What was the impetus to change publishers from Oni Press to Image?
I’ve done a lot of work with Image in the last couple years and Eric Stephenson has thoroughly impressed me, both with his support of my work and how outspoken he is on creators’ rights. Him and the rest of the staff at Image have done a lot for my work and seem to be genuinely enthusiastic about what I do. I felt like I wanted to do the book that was most important to me through them.
For those who missed the bandwagon on “Multiple Warheads” the first time around, what’s the concept behind the book?
It’s me just running all over a red-magic fantasy/sci-fi version of Russia. The main characters are a woman named Sexica who smuggles magic organs, her werewolf mechanic boyfriend, Nikoli and an organ hunter named Blue Nura. She’s a tough lady who drives around on a living motorcycle.
It’s a thing that I came up with years ago when I did porn comics for a living and I liked it enough to keep trying to flesh it out into something more concrete.
How did “Multiple Warheads” make the transition from porn comic to what it is now?
Even though it was porn comics I still tried to draw what was interesting to me and related to my life — but you know, with boners.
I drew it in New York soon after 9/11. It was a bizarre environment to be in. So I talked about it by making a story about a woman sneaking a wolf’s penis through security checks behind the Iron Curtain. She sews the wolf’s penis onto her boyfriend, transforming him into a two-dicked werewolf.

+---+

### Required tasks
A: List every named character from the interview about Multiple Warheads.
B: Rewrite all of the rows below, swapping "photo" for "image" everywhere and leaving everything else unchanged. Omit the pictures.

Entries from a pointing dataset
+---+

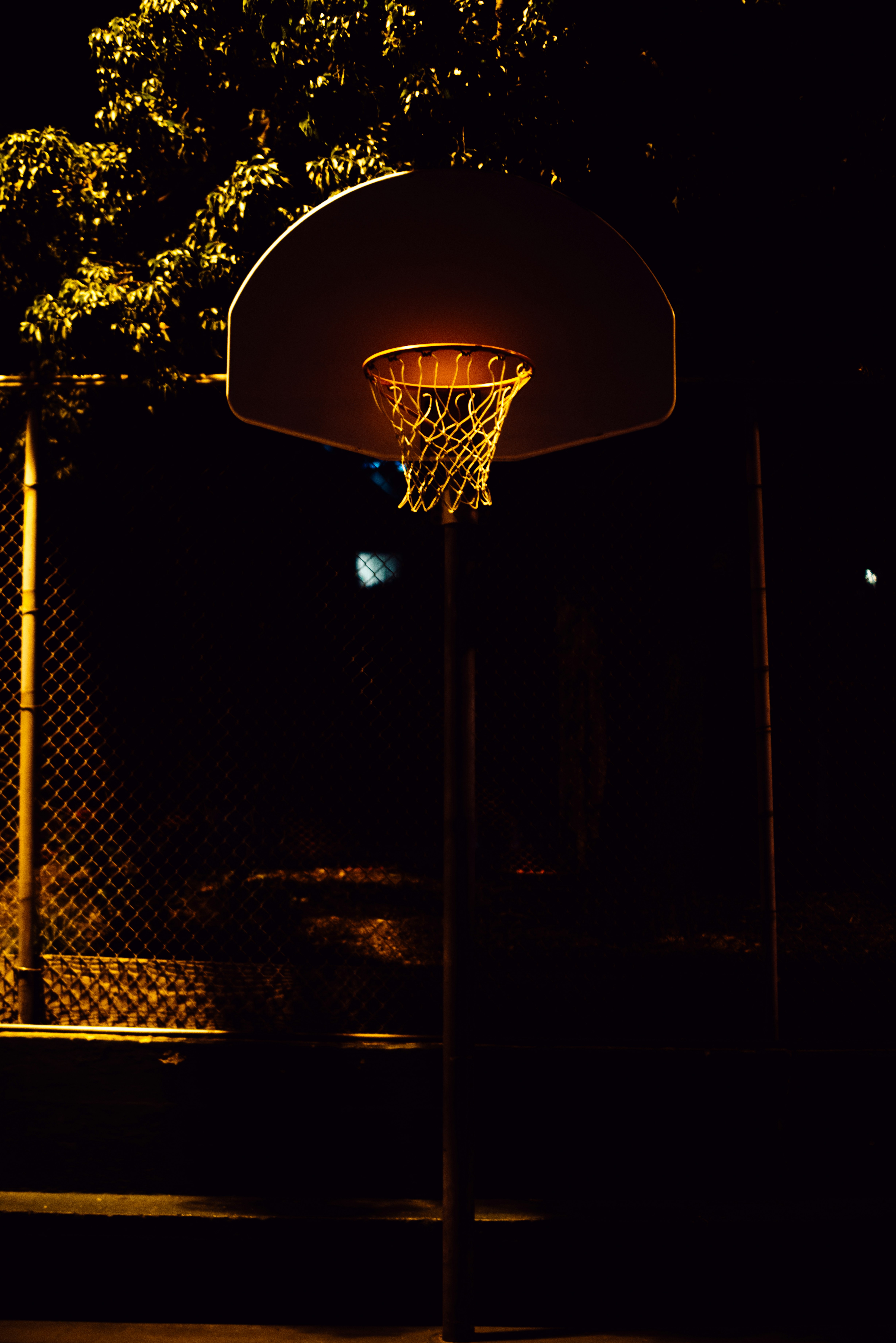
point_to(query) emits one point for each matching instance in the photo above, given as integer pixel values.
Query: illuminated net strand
(448, 432)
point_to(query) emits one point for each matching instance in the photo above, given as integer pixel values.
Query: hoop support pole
(459, 1216)
(762, 710)
(27, 962)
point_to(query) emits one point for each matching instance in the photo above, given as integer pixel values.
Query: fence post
(762, 710)
(29, 969)
(460, 841)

+---+

### Full solutions
A:
Sexica
Nikoli
Blue Nura

B:
point_to(query) emits one point for each matching instance in the image above, given as integer pixel values.
Query: illuminated net strand
(448, 432)
point_to(query) emits one point for each matching instance in the image above, given as integer pixel values.
Query: hoop support pole
(459, 1216)
(762, 710)
(27, 962)
point_to(query) emits one point for each matching instance in the image above, given as integer pixel values.
Query: fence post
(762, 710)
(29, 969)
(460, 841)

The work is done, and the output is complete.